→ **Exercise goal**
A verbatim copy of every entry is required.

Stored data entries

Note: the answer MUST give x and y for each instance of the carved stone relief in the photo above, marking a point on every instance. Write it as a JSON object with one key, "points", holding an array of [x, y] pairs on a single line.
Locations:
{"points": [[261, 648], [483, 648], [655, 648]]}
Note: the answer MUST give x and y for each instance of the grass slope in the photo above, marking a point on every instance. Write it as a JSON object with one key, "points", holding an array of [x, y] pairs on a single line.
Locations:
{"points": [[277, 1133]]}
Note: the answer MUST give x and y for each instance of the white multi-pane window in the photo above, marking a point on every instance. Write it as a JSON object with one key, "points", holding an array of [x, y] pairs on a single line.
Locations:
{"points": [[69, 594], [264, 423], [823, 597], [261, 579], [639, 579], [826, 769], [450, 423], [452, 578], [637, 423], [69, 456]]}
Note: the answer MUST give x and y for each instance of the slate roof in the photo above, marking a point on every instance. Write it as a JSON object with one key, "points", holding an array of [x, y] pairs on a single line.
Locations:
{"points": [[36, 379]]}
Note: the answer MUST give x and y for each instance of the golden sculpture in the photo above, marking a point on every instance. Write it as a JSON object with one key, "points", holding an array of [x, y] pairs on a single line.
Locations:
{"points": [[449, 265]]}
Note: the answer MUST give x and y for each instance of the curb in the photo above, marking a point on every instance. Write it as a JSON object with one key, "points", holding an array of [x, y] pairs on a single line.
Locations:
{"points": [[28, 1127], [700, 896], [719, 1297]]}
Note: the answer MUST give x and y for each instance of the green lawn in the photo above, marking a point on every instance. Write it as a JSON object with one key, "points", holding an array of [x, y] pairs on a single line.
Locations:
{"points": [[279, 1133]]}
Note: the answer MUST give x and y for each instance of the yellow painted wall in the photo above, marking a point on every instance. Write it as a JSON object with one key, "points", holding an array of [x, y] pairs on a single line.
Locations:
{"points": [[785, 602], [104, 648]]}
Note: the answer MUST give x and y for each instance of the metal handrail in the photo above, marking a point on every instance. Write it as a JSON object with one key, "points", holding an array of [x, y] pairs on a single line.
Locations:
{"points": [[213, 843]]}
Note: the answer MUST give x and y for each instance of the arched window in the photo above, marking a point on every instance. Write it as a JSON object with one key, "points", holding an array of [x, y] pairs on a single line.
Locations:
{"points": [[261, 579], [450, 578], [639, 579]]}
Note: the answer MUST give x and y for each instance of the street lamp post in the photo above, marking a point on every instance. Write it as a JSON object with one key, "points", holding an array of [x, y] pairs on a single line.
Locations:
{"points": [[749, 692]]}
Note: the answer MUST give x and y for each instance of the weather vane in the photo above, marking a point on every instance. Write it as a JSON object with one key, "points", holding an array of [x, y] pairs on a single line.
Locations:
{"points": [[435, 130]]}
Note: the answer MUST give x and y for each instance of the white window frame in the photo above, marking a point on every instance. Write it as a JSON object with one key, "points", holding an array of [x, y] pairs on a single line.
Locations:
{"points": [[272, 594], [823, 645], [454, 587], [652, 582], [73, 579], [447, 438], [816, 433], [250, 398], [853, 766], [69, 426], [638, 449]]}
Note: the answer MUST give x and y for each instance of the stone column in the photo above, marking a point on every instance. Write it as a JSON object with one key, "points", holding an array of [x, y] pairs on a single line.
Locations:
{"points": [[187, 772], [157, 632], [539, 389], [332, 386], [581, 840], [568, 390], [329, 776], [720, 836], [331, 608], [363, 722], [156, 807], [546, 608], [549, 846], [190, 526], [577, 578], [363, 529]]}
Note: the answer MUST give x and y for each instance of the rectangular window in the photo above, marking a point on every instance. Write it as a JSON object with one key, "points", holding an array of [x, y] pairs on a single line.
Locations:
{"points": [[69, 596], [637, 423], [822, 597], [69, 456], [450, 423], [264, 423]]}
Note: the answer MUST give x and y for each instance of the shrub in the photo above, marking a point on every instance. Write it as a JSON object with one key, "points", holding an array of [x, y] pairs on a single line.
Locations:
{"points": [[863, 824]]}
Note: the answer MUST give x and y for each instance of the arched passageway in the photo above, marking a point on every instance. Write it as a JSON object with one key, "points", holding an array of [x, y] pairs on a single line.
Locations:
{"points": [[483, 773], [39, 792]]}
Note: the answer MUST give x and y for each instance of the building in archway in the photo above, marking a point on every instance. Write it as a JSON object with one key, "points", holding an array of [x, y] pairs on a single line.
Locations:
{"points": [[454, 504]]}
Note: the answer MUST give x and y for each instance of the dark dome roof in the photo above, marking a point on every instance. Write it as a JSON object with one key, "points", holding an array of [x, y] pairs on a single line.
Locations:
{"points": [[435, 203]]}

→ **Exercise solution**
Note: the answer MUST give x and y for each instance of the carved stone relief in the photo above, marking a point on every instance. Write it as a JSON object with one key, "points", holding an array of [x, y] pairs on a single line.
Locations:
{"points": [[261, 648], [483, 648], [655, 648]]}
Note: the answer MUST give x and y for each instance of the grass slope in the photo above, marking a point on every instance. Write it as a JSON object with one key, "points", holding an array of [x, y] pairs on a single line.
Locations:
{"points": [[277, 1133]]}
Note: the answer MUST give x and y for each instance of the white multi-pane window in the photo above, marking a point on every instance. Write it as a JSON object with one key, "points", holding an array of [x, y] pairs on a single line.
Locations:
{"points": [[69, 594], [264, 423], [823, 597], [261, 579], [639, 579], [826, 769], [450, 423], [452, 578], [637, 423], [69, 456]]}
Note: the answer MUST give x and y for each instance of the slate roof in the photo above, marking a point on every instance. Write it as a JSON object with one key, "points", holding an array of [x, y] pairs on a single line.
Locations:
{"points": [[36, 379]]}
Note: the answer MUST give x and y for each instance of the golden sculpture in the photo above, marking a point on every instance. Write it as a JSON object with one key, "points", holding an array of [x, y] pairs on a single line.
Locations:
{"points": [[449, 265]]}
Note: the answer MUST give x and y for each instance of the curb in the photo above, marking a point on every instance. Write it as a JSON object with one key, "points", holding an array of [x, y] pairs on a single line.
Locations:
{"points": [[28, 1127], [700, 896], [719, 1297]]}
Note: the answer MUST give x and y for each instance of the green lawn in the photo above, marking a point on every instance. Write it as a JSON object with one key, "points", holding an array of [x, y] pairs on a single line.
Locations:
{"points": [[279, 1133]]}
Note: the answer MUST give x and y for each instance of the yellow painted wall in the photo above, marking a point on every instance. Write it as a JSON object with one key, "points", holding an array of [x, y] pairs on a single line.
Locations:
{"points": [[785, 602], [104, 648]]}
Note: the answer MUST give x and y for each instance of the metal handrail in the photo above, marking a point on every instance. Write it as a JSON object with one key, "points", holding an array of [x, y] pairs on a single line.
Locations:
{"points": [[213, 843]]}
Note: the answer MUST give x and y for each instance of the arched window in the photo above, marking a point on every instance. Write it as a JSON object with one key, "points", holding an array of [x, y] pairs on a single line.
Locations:
{"points": [[261, 579], [450, 578], [639, 579]]}
Note: the answer MUST give x and y for each instance of the street lamp post in the photo above, marking a point on every instance. Write it as a JSON object with one key, "points", holding an array of [x, y] pairs on a single line.
Locations:
{"points": [[749, 692]]}
Note: the answer MUST give x and y for each instance of the weather vane in the photo above, marking a point on every instance. Write it as a JSON object with one key, "points", holding an array of [x, y] pairs on a single line.
Locations:
{"points": [[435, 130]]}
Note: the answer MUST give x and y for each instance of the white window frame in the photo above, marking a point on every instance. Write it as a JSON object with one key, "points", holding an array of [x, y] pairs on a single line.
Locations:
{"points": [[272, 594], [823, 645], [454, 587], [652, 582], [73, 579], [447, 438], [816, 433], [250, 398], [853, 766], [69, 426], [638, 449]]}
Note: the answer MUST give x and y for each instance of the stone column in the photo above, marking a point on every instance. Write it as a JSON object with one key, "points", holding an array of [x, y] pairs on a single line.
Locations:
{"points": [[187, 772], [157, 632], [539, 389], [332, 386], [581, 840], [568, 390], [329, 776], [720, 836], [331, 608], [363, 722], [156, 807], [546, 608], [549, 846], [190, 526], [577, 578], [363, 529]]}
Note: the answer MUST give x and y for each instance of the rectangular window in the photo above, marking a point on every instance. Write it as a JSON object with one key, "points", holding an array of [x, y] pairs on a single line.
Locations:
{"points": [[69, 596], [637, 423], [822, 597], [69, 456], [450, 423], [264, 423]]}
Note: the answer MUST give x and y for each instance of the shrub in the photo above, marking a point on every instance. Write it as a JSON object with one key, "points", holding an array of [x, y] pairs on a single line.
Locations:
{"points": [[863, 824]]}
Note: the answer MUST give x and y for each instance of the arched passageway in the photo above, marking a point on every instance. Write it as a JSON object with one key, "points", holding an array of [x, y] pairs on a single line.
Locations:
{"points": [[483, 773], [39, 792]]}
Note: the answer MUST give x and y for each instance of the building in archway in the photo above, marking a point on every instance. Write it as a JSON object with one key, "points", holding an array of [x, y] pairs on a single line.
Locations:
{"points": [[454, 504]]}
Note: the answer MUST give x and y for each instance of the dark dome roof in the photo above, marking a point on every instance. Write it as a JSON object with one key, "points", holding an array of [x, y] pairs on a single line.
Locations:
{"points": [[435, 203]]}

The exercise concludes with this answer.